_Records shown_.
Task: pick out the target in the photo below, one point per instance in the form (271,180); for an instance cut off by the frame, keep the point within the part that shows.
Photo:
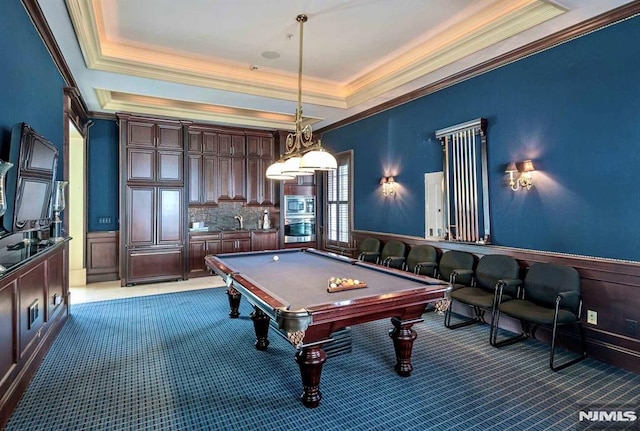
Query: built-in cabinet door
(169,136)
(140,223)
(267,240)
(197,252)
(195,178)
(141,164)
(169,166)
(209,179)
(141,134)
(170,215)
(232,178)
(8,330)
(254,183)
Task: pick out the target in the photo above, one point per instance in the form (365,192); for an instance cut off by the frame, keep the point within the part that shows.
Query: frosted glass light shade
(274,172)
(292,167)
(318,160)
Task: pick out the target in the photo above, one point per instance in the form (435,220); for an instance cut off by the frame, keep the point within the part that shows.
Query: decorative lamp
(525,181)
(58,205)
(299,144)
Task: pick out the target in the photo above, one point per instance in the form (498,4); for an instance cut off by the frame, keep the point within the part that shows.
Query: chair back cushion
(494,267)
(369,244)
(544,281)
(454,259)
(392,248)
(421,253)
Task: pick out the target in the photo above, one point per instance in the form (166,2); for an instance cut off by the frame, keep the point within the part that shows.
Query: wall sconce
(387,185)
(525,181)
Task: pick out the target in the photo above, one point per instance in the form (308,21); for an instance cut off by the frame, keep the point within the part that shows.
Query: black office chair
(393,254)
(422,259)
(456,267)
(550,297)
(369,250)
(491,270)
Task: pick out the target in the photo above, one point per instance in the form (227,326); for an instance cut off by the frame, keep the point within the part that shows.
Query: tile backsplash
(222,216)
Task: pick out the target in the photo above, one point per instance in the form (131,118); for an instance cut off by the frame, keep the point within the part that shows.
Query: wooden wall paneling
(8,328)
(609,287)
(102,256)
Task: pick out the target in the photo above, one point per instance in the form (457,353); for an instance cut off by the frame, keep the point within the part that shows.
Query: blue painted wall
(102,165)
(574,110)
(32,87)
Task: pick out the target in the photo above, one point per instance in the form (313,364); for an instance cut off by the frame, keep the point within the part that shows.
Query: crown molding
(596,23)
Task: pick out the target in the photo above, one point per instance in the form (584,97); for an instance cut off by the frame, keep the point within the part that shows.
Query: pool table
(290,287)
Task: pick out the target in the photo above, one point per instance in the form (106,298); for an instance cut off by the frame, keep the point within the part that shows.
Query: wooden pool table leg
(261,326)
(310,359)
(403,337)
(234,302)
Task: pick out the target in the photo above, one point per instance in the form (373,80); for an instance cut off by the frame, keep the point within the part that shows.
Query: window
(338,220)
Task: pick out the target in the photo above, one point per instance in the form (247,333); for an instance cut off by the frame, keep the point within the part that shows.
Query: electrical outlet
(630,327)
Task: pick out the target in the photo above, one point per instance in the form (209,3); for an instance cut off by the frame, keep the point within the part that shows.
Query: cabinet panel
(141,134)
(55,286)
(145,265)
(140,164)
(210,142)
(102,256)
(170,136)
(197,252)
(31,305)
(8,333)
(170,215)
(238,178)
(195,142)
(209,179)
(254,192)
(141,215)
(267,240)
(170,166)
(195,178)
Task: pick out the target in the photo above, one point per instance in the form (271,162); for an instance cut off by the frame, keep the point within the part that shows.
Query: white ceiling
(205,59)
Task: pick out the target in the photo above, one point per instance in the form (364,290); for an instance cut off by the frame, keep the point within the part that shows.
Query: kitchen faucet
(240,219)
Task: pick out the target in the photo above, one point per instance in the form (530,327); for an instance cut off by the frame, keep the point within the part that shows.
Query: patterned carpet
(177,362)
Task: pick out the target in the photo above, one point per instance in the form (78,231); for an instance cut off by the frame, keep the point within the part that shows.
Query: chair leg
(583,353)
(493,334)
(464,322)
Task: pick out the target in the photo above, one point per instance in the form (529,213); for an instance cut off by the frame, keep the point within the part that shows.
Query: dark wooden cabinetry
(231,167)
(203,166)
(201,245)
(260,154)
(152,203)
(235,241)
(33,308)
(264,240)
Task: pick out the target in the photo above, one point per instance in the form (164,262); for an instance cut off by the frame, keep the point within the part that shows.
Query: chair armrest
(513,284)
(393,259)
(364,254)
(459,273)
(429,265)
(569,295)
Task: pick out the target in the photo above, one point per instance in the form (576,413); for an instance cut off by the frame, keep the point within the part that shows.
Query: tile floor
(107,290)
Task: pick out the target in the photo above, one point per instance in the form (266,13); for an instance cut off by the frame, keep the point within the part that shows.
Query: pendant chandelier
(301,155)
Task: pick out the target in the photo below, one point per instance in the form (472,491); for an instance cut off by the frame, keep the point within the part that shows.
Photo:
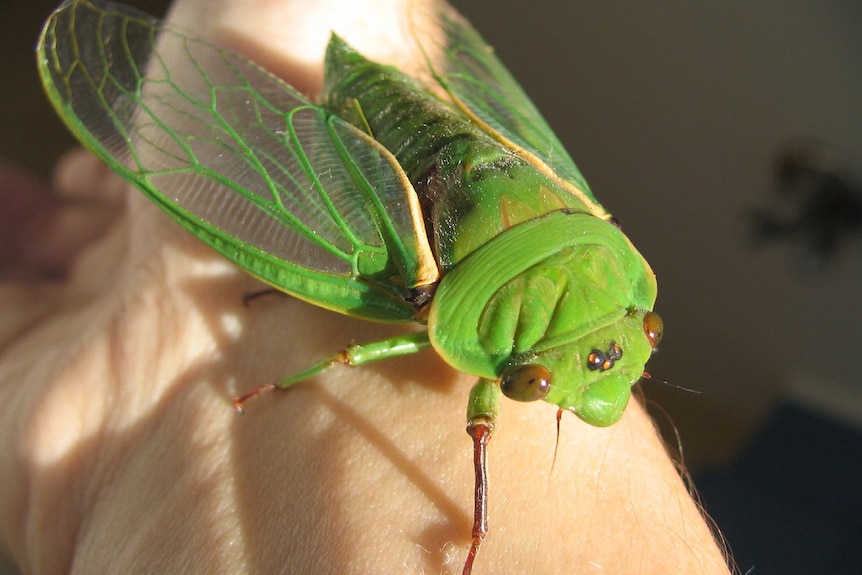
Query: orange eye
(653,327)
(529,382)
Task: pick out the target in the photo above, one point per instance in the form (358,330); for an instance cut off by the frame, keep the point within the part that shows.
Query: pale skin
(122,453)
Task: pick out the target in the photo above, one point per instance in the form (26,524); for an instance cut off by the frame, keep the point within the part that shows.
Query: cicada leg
(482,410)
(352,355)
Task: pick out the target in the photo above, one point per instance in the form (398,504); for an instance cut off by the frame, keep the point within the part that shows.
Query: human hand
(123,455)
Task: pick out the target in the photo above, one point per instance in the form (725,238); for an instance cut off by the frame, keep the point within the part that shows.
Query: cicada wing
(300,199)
(463,64)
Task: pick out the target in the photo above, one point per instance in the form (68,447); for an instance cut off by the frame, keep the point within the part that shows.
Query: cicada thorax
(559,292)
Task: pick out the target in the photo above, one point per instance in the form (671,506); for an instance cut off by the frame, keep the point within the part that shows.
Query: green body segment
(391,187)
(531,274)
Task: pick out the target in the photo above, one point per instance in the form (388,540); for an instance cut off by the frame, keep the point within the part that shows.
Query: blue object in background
(792,504)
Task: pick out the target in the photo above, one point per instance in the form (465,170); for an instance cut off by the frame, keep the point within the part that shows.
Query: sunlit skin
(117,385)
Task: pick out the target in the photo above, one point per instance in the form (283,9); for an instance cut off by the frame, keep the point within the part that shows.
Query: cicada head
(558,308)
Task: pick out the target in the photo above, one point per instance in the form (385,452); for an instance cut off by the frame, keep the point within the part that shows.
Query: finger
(42,232)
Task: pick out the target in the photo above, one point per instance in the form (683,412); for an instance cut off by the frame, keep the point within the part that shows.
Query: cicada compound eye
(529,382)
(653,328)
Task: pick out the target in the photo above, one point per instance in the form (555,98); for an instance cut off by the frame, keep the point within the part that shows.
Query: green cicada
(441,198)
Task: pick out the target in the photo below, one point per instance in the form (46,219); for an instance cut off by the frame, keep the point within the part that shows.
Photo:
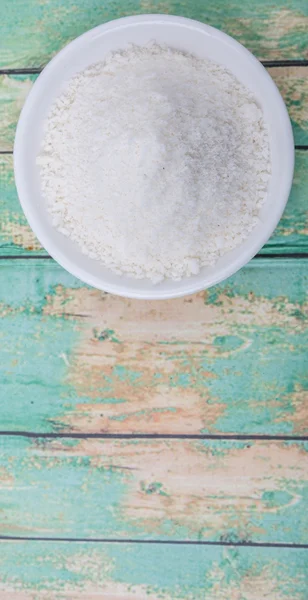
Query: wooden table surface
(153,449)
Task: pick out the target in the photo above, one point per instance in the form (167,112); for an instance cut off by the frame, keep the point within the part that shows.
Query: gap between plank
(137,541)
(265,63)
(156,436)
(296,147)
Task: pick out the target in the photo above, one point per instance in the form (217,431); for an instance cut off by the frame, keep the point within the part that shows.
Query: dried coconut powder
(155,162)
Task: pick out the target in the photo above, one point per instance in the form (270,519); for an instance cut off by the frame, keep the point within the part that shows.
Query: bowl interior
(183,34)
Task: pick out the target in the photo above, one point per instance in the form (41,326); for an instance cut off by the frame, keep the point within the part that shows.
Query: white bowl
(183,34)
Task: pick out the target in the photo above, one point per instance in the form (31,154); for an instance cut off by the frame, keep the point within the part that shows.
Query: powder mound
(155,162)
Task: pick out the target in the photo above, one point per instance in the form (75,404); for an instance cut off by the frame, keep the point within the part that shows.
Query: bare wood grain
(229,360)
(83,571)
(33,31)
(153,489)
(291,81)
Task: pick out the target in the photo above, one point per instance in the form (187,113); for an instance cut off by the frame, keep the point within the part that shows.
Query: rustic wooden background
(153,449)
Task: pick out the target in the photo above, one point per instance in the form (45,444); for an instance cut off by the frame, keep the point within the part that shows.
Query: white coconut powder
(155,162)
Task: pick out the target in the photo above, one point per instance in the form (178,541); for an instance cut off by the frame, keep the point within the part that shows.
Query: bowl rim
(189,285)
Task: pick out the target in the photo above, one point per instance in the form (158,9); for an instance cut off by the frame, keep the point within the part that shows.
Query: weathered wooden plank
(32,31)
(16,237)
(292,82)
(63,571)
(228,360)
(154,489)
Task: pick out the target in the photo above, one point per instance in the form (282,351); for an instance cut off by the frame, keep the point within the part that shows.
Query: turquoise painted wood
(231,360)
(175,489)
(83,571)
(16,237)
(74,359)
(291,81)
(33,31)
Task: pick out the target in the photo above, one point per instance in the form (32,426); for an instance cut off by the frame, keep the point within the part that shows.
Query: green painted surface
(231,360)
(152,489)
(33,31)
(64,570)
(242,370)
(291,81)
(16,236)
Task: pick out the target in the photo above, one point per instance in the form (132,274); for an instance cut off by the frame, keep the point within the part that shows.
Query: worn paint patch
(37,30)
(291,234)
(227,491)
(102,363)
(292,82)
(180,380)
(13,92)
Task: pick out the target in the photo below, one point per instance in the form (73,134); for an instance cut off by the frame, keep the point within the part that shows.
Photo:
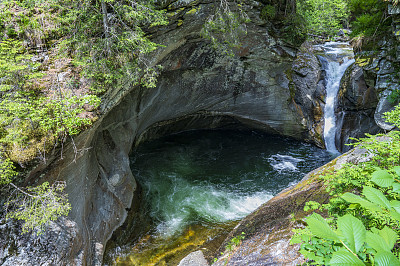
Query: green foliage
(226,27)
(394,116)
(7,172)
(109,40)
(364,210)
(268,12)
(26,115)
(369,19)
(234,242)
(394,96)
(38,205)
(323,17)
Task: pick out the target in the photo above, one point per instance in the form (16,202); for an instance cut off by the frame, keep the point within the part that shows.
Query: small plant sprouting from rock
(232,244)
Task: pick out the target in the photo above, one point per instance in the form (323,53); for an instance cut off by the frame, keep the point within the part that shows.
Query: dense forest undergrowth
(58,58)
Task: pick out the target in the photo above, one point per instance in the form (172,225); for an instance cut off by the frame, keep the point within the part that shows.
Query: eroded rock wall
(260,87)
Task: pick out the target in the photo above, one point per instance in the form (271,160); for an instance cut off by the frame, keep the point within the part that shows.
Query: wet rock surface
(355,108)
(268,230)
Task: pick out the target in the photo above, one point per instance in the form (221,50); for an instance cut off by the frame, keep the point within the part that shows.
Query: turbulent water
(337,58)
(196,184)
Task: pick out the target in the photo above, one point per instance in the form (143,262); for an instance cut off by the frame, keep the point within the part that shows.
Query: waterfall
(336,59)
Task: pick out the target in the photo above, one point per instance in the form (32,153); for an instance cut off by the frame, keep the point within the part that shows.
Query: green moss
(192,11)
(292,87)
(268,12)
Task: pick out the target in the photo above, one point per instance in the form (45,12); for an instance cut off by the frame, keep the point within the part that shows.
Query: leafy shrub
(268,12)
(364,212)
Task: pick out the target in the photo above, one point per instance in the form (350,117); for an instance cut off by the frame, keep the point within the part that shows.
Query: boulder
(355,108)
(268,229)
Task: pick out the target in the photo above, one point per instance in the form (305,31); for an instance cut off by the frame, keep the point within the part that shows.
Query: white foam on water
(335,68)
(209,202)
(284,162)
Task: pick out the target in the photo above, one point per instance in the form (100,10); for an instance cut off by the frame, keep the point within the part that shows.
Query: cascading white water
(337,58)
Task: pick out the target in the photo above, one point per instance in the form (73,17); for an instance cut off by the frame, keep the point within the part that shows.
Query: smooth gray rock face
(194,259)
(198,88)
(355,108)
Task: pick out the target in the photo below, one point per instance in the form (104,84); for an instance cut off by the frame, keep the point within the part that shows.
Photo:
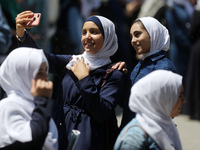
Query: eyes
(91,31)
(136,34)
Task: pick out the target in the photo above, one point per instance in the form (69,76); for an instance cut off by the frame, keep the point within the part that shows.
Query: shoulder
(165,64)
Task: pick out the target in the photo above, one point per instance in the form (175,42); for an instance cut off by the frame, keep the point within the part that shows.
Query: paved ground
(189,131)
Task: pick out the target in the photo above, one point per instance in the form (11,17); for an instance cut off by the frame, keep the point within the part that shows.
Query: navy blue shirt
(154,62)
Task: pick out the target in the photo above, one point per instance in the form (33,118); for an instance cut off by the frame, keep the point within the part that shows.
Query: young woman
(86,99)
(156,98)
(26,111)
(151,39)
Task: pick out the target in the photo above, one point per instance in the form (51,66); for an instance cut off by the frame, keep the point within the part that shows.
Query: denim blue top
(154,62)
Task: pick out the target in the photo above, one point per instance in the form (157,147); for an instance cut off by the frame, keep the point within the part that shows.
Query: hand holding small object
(80,69)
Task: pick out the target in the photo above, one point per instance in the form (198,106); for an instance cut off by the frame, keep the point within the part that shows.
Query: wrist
(21,39)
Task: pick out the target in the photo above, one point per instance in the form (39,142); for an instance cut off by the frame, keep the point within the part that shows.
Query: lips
(89,45)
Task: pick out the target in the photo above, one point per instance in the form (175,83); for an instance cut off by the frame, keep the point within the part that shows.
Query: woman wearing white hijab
(150,39)
(156,98)
(26,111)
(84,101)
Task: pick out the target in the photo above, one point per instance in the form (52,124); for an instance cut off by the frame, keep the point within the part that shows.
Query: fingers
(42,88)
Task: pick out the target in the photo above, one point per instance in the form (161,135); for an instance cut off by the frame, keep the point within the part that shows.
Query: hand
(41,88)
(21,20)
(120,66)
(80,69)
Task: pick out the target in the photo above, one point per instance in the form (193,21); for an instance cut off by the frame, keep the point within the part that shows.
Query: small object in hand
(36,20)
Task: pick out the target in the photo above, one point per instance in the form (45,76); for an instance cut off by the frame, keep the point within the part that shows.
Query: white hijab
(152,98)
(159,35)
(185,3)
(110,46)
(16,73)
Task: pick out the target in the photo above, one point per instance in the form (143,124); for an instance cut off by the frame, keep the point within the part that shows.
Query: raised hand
(41,88)
(80,69)
(21,20)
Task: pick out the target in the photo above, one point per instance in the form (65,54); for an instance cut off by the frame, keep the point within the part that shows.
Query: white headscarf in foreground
(110,46)
(159,35)
(16,74)
(152,98)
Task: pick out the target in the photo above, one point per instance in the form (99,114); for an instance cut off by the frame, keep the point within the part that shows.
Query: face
(177,108)
(140,39)
(92,39)
(42,72)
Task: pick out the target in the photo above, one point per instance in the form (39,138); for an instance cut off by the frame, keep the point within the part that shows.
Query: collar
(157,56)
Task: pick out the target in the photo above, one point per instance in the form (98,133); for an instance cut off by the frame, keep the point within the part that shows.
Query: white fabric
(16,73)
(159,35)
(185,3)
(110,46)
(152,98)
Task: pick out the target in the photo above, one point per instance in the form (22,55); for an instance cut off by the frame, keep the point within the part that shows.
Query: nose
(88,35)
(45,77)
(183,100)
(133,40)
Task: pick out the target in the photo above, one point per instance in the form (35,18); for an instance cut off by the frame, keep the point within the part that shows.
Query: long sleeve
(39,125)
(101,103)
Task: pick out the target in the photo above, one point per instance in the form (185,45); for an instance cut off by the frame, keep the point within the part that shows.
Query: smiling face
(42,72)
(177,107)
(92,39)
(140,39)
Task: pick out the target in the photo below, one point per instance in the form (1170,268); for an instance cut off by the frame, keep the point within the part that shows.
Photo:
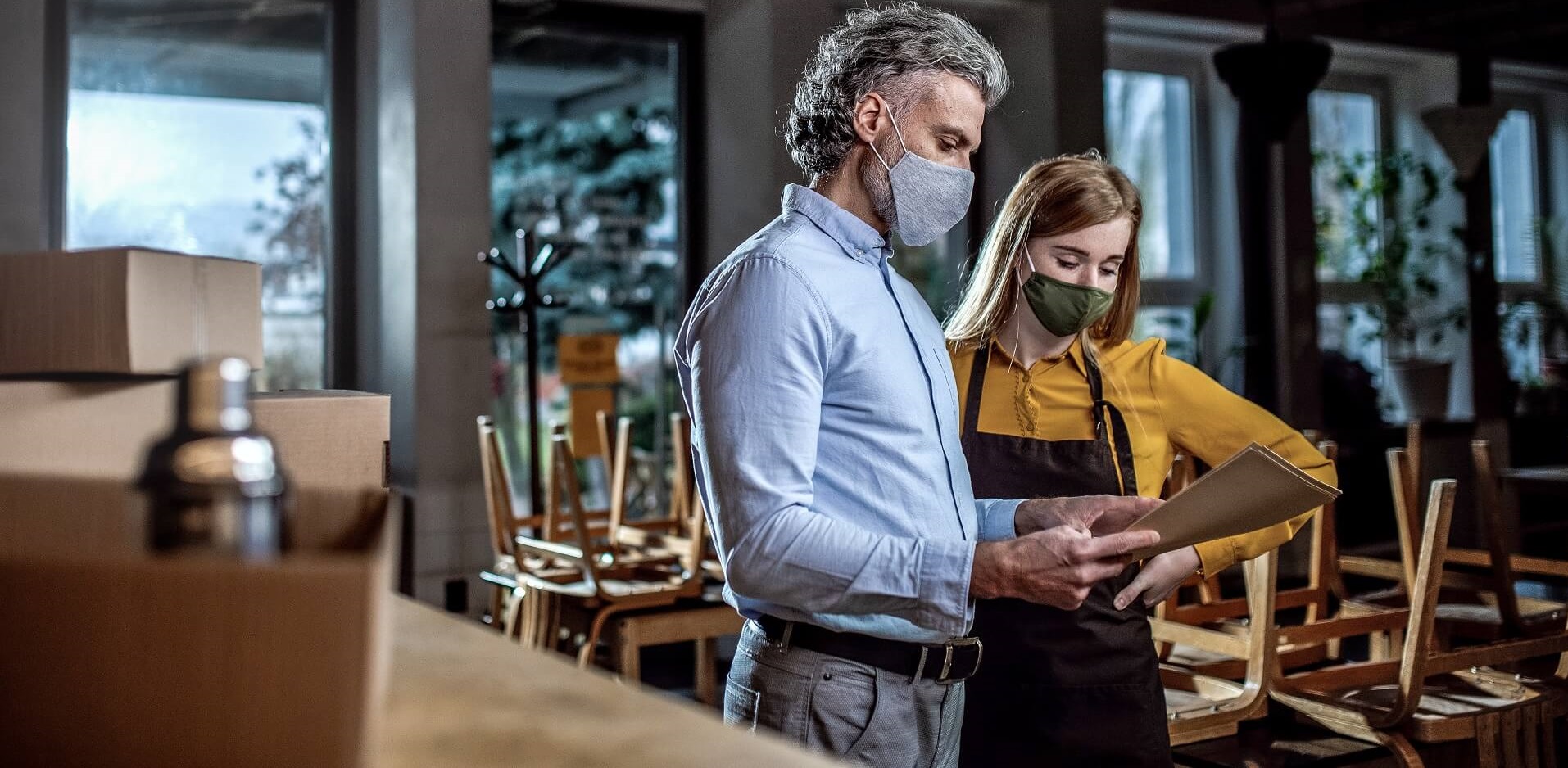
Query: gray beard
(878,187)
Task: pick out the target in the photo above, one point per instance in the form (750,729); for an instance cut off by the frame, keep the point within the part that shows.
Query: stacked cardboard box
(120,657)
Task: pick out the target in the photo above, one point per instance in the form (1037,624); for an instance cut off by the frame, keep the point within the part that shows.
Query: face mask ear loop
(895,130)
(1018,329)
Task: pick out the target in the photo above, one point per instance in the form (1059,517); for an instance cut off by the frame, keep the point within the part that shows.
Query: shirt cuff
(1216,555)
(946,567)
(998,517)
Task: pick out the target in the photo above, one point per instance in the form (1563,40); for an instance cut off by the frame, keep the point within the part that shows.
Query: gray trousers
(849,711)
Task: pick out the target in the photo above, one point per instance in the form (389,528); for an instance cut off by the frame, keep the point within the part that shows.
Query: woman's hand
(1159,577)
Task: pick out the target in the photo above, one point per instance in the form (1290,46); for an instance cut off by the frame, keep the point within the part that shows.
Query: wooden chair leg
(1529,735)
(1509,728)
(591,641)
(1548,740)
(1379,646)
(706,662)
(629,649)
(511,617)
(1487,728)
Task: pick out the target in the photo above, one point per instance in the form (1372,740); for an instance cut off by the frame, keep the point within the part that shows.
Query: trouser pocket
(741,706)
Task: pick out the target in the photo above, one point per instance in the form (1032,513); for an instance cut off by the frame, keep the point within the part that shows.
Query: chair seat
(615,590)
(1225,666)
(1477,613)
(1187,692)
(1449,704)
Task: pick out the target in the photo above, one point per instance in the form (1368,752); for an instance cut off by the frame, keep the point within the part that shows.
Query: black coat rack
(524,306)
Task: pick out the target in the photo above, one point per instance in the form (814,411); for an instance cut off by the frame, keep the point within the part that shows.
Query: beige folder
(1249,491)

_Instructions to follow_.
Give again, word for word, every line from the one holding "the form (1563,40);" to the end of the data.

_Solved exercise_.
Task: pick out the target in the photo above, one point per instance in the form (1563,40); for an instance cut off by the frame, keep the point within the part that shows.
Query: gray trousers
(849,711)
Task: pick out the target in the photo above, one point per instance in the form (389,528); for an instance cut off by the frame, keep the point within the part that shows.
Query: woman's hand
(1159,577)
Task: pick out the target in the photo above, one point per instance in the form (1290,46); for an instance cut off by the frame, keep the point within the part that shows.
Query: wooden chair leg
(1529,735)
(1509,728)
(591,641)
(1548,740)
(1379,646)
(706,662)
(629,649)
(511,617)
(1487,728)
Task: pick out the target in the photo above, one point per instance in the form (1372,740); for an instance cut off by the frame, keep the point within the part that shows.
Query: trouser pocket
(741,706)
Task: pick out the target in the photo above, one point per instance in the form (1032,513); for an instance cut off by the frame, keep the point within the part that shows.
Query: chair seat
(615,590)
(1225,666)
(1477,613)
(1187,692)
(1449,704)
Task: pick out the target in the photo above, one point per instance in the form (1368,752); for an instance cut off by the frame, keep the point within the part that shows.
Query: black coat rack
(524,306)
Task: pick out the target in the photo above, one point per instance in the form (814,411); for an instance cut off by the frame, keep the point within the part that shows.
Query: beige folder
(1249,491)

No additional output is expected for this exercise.